Quali sono stati i suoi meriti:
1) Con la politica del compromesso storico ha portato il PCI al 34% del consenso (nelle Politiche del ’76, ad un passo dalla maggioranza relativa), garantendo al Paese una forza progressista tale da poter consentire o sostenere conquiste fondamentali come lo Statuto dei Lavoratori, la Scala Mobile, il servizio sanitario nazionale, l’aborto, il divorzio, i salari più elevati d’Europa, ecc.; il fatto che la NATO avesse già pronti i piani di golpe evidenzia come il PCI costituisse ancora un pericolo per gli interessi dell’imperialismo internazionale.
2) Lo spessore politico, morale, umano dell’uomo, dotato di grande cultura e ideali, modesto, schivo, totalmente alieno dalla logica deleteria della “casta” e dei privilegi. Nonostante fosse di origine borghese era un generale con l’animo ed uno stile di vita proletario non solo nei discorsi ma anche nelle vicende private e nel modo di fare politica.
3) Aver saputo anticipare la questione morale almeno un decennio prima dello scandalo di Tangentopoli, denunciando quella partitocrazia che si fondava sul Pentapartito e che divorava il Paese, traendone la conclusione, negli anni ’80, che il PCI non potesse allearsi con nessuno, entrando in quello che fu definito “lo splendido isolamento” del Partito; l’analisi non era propriamente marxista, ed avrà effetti deleteri negli anni, ma la conclusione politica nell’immediato portava ad un posizionamento conflittuale adeguato.
4) La capacità di saper riconoscere i propri errori e di invertire la rotta, come fece nell’ultima fase della sua segreteria (1979-84) abbandonando la politica della “solidarietà nazionale” e tornando a proporre un’alternativa di classe, sostenendo in prima persona le lotte degli operai come quelli della FIAT, sfociate nel referendum sulla scala mobile contro le abrogazioni del governo Craxi.
5) Il non aver mai voluto abbandonare l’idea che il PCI dovesse restare un partito comunista dotato della cultura marxista, e che non si potesse né dovesse volgersi verso un modello socialdemocratico, il cui mondo poteva al più rappresentare un alleato ma non la propria stessa identità.
6) L’aver combattuto la fissità del concetto di comunismo, cristallizzatosi nei paesi dell’Europa dell’Est in forme di socialismo non esenti da errori e contraddizioni, come abbiamo ampiamente visto. La questione posta da Berlinguer di tendere verso un sempre maggiore nesso tra democrazia e socialismo poteva e doveva essere accolta per tempo dall’URSS in termini però diversi da quelli posti dal segretario del PCI. Se quest’ultimo la intendeva come un ridare valore alla democrazia liberale borghese e al pluripartitismo, il PCUS avrebbe dovuto coglierne il messaggio della necessità di una maggiore lotta contro la burocratizzazione, il verticismo gerarchico e le sempre maggiori diseguaglianze interne, cercando gli strumenti per un maggiore coinvolgimento degli strati popolari più coscienti e lavorando al miglioramento del livello politico e ideologico di quelli meno coscienti.

◆ Dati registrati:
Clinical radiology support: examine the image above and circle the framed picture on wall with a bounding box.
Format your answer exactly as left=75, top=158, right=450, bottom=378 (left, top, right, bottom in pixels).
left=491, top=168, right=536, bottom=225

◆ Obiettivo dell'esercizio: Per favore, riprendi il testo sui meriti di Berlinguer subito dopo la sua ultima frase e proseguilo.

◆ Risultato dell'esercizio:
7) L’aver introdotto per primo il tema di uno sviluppo umano eco-sostenibile che fosse diverso dal mero aumento quantitativo di merci. Nei discorsi che fece nel 1977 la sua concezione dell’austerità non era l’idea di far impoverire i lavoratori bensì quella di mettere in guardia dal fatto che la felicità individuale non si trovasse nel mero consumismo sfrenato, mettendo in guardia dalla corrispondenza tra progresso e accettazione di ogni bisogno indotto dalla società capitalistica.
Quali sono stati però i suoi grandi errori?
1) Sotto la sua segreteria sono avvenuti i maggiori cedimenti ideologici (anzitutto economici) non solo di una sua parte (ossia il rafforzamento dell’ala migliorista guidata da Napolitano, che si sarebbe dovuta cacciare subito) ma dell’intero Partito. Diamo per assodato il punto di partenza della “via italiana al socialismo”. Come è stata articolata? L’ossessione della legittimazione governativa (riconducibile ad una degenerazione che Lenin chiamava al suo tempo “cretinismo parlamentare”) ha portato il PCI a trasformare la politica del compromesso storico (1973-76), la quale poteva avere un senso dal punto di vista meramente tattico, nella stagione dell’austerity condotta attraverso il periodo della solidarietà nazionale (1976-79), durante la quale il partito si è alienato le simpatie di milioni di lavoratori, perdendo il contatto con gran parte dei movimenti giovanili e studenteschi e iniziando un declino elettorale ininterrotto per tutto il periodo successivo.
2) Il primo compito di un dirigente deve essere preparare la sua successione. Emerge qui l’evidente problema di non aver saputo crescere una nuova leva di dirigenti all’altezza della situazione. Fassino, D’Alema, Mussi, Vendola, Bassolino, Turco, Occhetto sono tutti stati “allevati” sotto la segreteria Berlinguer.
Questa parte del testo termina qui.